--- SUPPLIED INFORMATION Enclosed Below ---
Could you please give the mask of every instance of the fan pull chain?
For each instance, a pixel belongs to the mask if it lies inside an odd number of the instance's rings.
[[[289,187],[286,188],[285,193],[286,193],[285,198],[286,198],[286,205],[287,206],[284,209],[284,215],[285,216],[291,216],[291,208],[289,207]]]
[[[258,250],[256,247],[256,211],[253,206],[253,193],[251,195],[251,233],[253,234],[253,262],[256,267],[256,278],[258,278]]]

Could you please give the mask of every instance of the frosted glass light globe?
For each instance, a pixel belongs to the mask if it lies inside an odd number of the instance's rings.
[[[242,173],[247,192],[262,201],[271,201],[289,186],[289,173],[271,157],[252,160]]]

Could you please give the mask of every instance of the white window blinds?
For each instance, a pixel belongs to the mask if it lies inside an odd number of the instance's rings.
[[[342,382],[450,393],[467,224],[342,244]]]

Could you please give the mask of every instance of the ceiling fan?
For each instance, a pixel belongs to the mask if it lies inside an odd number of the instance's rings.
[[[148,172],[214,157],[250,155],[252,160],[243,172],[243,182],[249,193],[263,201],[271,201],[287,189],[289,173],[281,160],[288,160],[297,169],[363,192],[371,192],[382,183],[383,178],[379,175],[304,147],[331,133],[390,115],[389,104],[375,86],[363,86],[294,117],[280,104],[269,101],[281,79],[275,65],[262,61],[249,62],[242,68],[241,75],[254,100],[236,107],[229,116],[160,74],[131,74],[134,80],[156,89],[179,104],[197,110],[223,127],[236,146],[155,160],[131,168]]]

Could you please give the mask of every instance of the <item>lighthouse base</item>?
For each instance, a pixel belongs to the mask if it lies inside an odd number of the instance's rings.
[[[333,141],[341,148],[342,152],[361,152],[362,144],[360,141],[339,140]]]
--- End of Enclosed SUPPLIED INFORMATION ---
# WORK TO COMPLETE:
Locate the word "Could" in the data above. Copy every line carrying it.

# PROBLEM SOLUTION:
Could you please give the mask of every instance of the fan pull chain?
Could you please give the mask of every instance of the frosted glass light globe?
Could you please give the mask of every instance of the white window blinds?
Could you please give the mask of every instance of the ceiling fan?
Could you please give the mask of every instance of the <item>lighthouse base</item>?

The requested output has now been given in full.